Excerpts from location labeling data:
☆ ☆ ☆ ☆ ☆ ☆ ☆
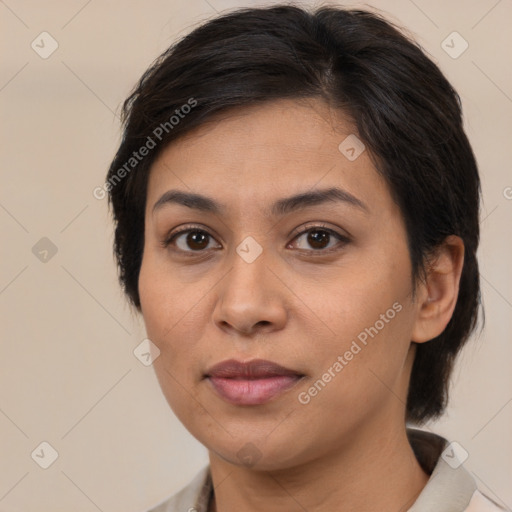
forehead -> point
(264, 152)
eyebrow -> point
(279, 208)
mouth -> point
(252, 383)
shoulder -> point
(192, 497)
(481, 503)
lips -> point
(252, 383)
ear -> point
(437, 296)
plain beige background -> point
(68, 374)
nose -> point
(252, 298)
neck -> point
(375, 471)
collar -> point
(450, 487)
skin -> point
(347, 448)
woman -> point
(296, 209)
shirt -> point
(450, 488)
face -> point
(320, 286)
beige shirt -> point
(451, 488)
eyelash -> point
(317, 227)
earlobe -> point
(439, 293)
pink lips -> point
(251, 383)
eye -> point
(319, 237)
(195, 241)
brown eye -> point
(318, 238)
(190, 240)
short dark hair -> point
(406, 113)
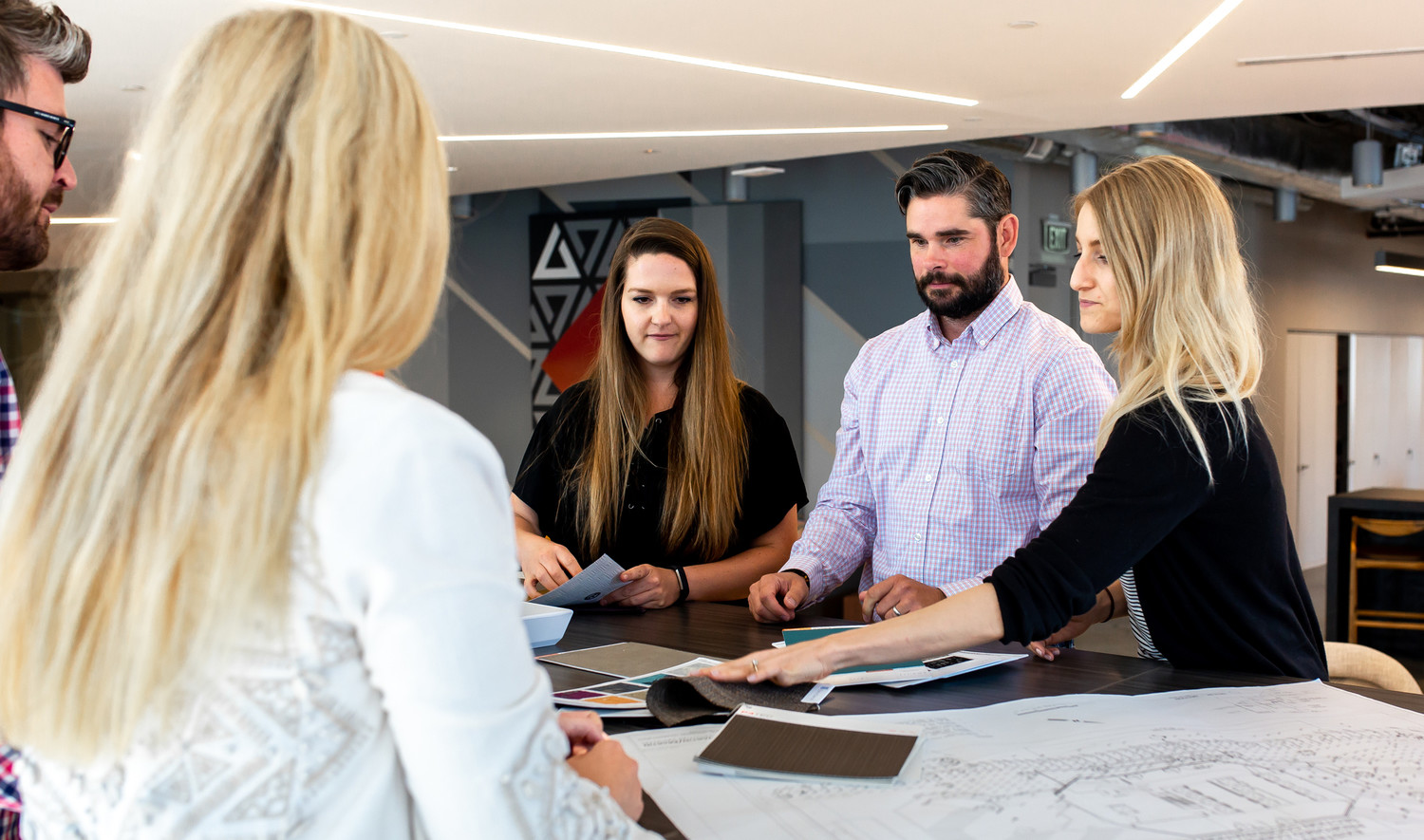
☆ ☆ ☆ ☆ ☆ ☆ ☆
▶ **Problem statement**
Can you print all of the items above verbatim, leaving the pictures out of your answer?

▶ **Full output**
forehead -> point
(264, 152)
eyebrow -> point
(279, 208)
mouth -> point
(252, 383)
shoulder -> point
(192, 497)
(481, 503)
lips -> point
(252, 383)
ear -> point
(437, 296)
plain beige background -> point
(68, 374)
nose -> point
(252, 298)
neck -> point
(375, 471)
collar -> point
(450, 487)
skin -> point
(347, 448)
woman -> point
(296, 209)
shirt -> point
(450, 488)
face -> point
(320, 286)
beige shirt -> point
(451, 488)
eyelash -> point
(317, 227)
earlobe -> point
(439, 293)
pink lips -> point
(251, 383)
eye -> point
(319, 237)
(195, 241)
brown eye -> point
(318, 238)
(190, 240)
short dark hair -> point
(406, 113)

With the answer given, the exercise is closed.